DOCUMENT EXTRACT:
- - -

Google Translate Image Translation

Yoo Jin Shin
3 min readSep 15, 2017

--

Google translates between about 109 languages in text, images and more. The Google Translate app has saved many travelers from being lost due to the lack of knowledge of a language. It has mainly 3 ways of recognizing languages, being typed text, image and written text (on a drawing pad of a sort). Many users use Google Translate because of its ability to recognize text and image and written form, unlike some other translating apps.

It has good learnability (interface is kept simple, icons are recognizable, and there is a tutorial on how to navigate through the app. It also has good memorability which come from its minimalist interface and recognizable icons and accessibility, through its numerous language availabilities, its existence both on app and desktop, ability to recognize language, ability to recognize language in 3 different forms etc. Its efficiency, however, could be improved.

When translating from a photograph taken through the app (camera), the app tends to translate the whole photo, mark off word by word. Once a phrase or word is clicked so that its pronunciation is visible, it moves onto the translating page. When the user presses ‘back’ to go back to the image, the app loops back to the very first home page and not go back to the photo. Oftentimes this results in having to take a photo of the same page again several times, which takes up more time and battery life, and is unnecessary when translating several words from the same image.

Google translate identifies the different words or phrases that were identified in the photo
Once a word is selected, the translation will appear, but not how the word or phrase is pronounced in the original language
Now we get more details about the particular word (how it is said in its original language and how it is said in the translated language)
Once the back button his hit, however, we are led back to the first main page of the app, not the photograph. This is a problem when there are so many more words to be translated in the same image that was taken!

- - -

(Coordinate annotation material)
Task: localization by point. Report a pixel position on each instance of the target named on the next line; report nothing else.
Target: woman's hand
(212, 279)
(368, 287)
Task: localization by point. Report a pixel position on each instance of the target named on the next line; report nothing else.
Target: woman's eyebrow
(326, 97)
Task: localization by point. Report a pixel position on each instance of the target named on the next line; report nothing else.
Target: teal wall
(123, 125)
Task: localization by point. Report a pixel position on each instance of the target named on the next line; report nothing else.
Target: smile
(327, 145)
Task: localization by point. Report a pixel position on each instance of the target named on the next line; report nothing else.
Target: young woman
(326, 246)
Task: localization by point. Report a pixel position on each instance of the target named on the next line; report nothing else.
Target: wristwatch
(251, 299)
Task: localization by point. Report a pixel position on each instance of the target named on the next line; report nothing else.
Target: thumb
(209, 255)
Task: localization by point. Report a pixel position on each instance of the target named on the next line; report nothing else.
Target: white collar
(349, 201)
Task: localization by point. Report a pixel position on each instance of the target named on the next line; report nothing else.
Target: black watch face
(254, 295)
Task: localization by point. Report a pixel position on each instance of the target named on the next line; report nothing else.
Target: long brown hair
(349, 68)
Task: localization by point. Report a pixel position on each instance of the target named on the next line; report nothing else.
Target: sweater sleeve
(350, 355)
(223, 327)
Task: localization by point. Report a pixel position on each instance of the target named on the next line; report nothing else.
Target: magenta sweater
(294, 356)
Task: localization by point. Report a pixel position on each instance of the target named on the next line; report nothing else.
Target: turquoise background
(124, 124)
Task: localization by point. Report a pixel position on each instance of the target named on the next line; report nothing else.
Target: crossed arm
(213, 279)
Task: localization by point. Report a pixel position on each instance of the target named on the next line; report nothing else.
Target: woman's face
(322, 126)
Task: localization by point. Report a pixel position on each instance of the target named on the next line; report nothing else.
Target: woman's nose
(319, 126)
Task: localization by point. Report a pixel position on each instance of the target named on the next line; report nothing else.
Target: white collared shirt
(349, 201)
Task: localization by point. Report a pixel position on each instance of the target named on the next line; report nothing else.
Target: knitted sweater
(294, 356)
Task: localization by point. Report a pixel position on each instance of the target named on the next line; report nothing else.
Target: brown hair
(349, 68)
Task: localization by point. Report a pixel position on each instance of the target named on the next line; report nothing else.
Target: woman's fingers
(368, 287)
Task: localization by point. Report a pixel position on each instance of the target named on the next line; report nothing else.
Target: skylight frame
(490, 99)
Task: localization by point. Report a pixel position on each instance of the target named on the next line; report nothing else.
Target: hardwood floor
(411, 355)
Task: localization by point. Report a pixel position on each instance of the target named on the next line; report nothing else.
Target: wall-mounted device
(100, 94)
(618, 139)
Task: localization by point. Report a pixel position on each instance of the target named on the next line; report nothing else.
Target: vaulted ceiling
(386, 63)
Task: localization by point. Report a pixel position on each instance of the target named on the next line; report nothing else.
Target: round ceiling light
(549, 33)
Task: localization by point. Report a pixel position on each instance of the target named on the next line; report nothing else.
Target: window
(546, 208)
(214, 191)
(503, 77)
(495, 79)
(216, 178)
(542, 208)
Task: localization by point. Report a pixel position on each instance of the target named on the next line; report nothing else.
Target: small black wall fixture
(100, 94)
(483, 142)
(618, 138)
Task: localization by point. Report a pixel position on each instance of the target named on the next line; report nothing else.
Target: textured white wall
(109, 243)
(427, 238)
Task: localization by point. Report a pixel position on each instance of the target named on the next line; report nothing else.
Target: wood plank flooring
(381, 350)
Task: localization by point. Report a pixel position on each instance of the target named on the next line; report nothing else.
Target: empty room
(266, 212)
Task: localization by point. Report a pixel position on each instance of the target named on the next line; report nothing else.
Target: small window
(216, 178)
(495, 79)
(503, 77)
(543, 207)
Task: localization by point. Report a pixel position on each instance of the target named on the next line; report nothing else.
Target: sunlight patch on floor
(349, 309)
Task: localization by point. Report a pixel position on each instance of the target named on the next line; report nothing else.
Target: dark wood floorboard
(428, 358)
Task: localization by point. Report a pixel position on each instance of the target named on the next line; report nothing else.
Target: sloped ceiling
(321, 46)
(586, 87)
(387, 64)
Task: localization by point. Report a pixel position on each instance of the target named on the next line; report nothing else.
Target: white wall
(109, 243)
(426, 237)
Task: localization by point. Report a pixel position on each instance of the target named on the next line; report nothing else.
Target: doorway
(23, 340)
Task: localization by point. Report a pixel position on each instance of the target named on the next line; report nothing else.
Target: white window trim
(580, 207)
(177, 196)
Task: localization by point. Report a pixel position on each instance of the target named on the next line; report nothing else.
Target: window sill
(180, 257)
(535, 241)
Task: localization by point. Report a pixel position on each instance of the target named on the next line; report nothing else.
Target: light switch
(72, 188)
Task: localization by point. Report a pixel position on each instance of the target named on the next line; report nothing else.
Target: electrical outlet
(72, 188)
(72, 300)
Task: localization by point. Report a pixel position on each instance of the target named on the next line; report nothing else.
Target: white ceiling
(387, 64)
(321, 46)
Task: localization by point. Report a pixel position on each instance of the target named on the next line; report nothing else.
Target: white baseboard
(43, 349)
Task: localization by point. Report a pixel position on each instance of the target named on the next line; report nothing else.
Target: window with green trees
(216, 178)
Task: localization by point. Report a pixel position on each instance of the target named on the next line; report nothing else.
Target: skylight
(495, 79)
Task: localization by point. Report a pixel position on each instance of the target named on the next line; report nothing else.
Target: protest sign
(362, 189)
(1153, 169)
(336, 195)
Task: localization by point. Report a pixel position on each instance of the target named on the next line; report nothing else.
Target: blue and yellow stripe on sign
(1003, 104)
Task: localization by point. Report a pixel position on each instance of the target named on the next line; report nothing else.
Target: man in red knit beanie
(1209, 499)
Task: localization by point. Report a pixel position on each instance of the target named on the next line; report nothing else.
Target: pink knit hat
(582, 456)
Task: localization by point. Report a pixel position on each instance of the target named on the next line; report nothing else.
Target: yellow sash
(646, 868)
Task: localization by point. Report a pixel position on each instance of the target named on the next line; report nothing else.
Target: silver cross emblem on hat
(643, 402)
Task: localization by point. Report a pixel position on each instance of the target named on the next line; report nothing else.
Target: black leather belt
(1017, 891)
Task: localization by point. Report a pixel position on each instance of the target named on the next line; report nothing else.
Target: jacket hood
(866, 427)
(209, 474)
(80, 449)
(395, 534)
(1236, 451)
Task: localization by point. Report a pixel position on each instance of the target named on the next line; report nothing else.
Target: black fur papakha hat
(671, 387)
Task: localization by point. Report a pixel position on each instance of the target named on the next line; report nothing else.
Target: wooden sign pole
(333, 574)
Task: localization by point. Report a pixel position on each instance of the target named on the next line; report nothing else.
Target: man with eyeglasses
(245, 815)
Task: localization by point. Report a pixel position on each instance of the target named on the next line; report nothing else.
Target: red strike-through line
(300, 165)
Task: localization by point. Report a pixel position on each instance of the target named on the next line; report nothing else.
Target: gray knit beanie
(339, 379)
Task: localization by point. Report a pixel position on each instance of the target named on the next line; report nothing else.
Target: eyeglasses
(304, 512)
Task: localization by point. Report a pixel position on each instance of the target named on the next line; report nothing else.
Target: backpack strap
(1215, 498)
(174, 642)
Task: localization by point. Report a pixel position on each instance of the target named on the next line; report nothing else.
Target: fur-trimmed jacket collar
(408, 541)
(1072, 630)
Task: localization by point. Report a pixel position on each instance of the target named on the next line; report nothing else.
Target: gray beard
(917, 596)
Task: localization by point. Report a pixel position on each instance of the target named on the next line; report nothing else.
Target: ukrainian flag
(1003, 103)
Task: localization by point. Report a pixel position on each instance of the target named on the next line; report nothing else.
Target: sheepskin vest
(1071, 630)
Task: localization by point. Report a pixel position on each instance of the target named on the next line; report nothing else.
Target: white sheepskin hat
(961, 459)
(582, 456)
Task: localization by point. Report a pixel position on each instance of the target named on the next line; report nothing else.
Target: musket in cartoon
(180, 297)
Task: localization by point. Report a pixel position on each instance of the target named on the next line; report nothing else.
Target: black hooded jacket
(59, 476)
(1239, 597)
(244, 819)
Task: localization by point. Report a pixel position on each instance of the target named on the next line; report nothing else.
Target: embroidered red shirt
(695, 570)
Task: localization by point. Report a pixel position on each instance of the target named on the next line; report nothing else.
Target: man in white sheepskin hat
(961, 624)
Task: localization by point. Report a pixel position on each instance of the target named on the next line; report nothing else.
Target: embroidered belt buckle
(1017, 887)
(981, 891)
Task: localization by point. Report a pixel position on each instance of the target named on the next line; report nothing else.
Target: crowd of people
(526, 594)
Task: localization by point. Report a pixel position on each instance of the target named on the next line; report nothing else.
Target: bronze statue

- - -

WRITTEN EXERCISE:
Duplicate the portion of the review of Google Translate's image translation from "Google translates between" to "other translating apps.". Rely solely on the text itself.

EXERCISE RESULT:
Google translates between about 109 languages in text, images and more. The Google Translate app has saved many travelers from being lost due to the lack of knowledge of a language. It has mainly 3 ways of recognizing languages, being typed text, image and written text (on a drawing pad of a sort). Many users use Google Translate because of its ability to recognize text and image and written form, unlike some other translating apps.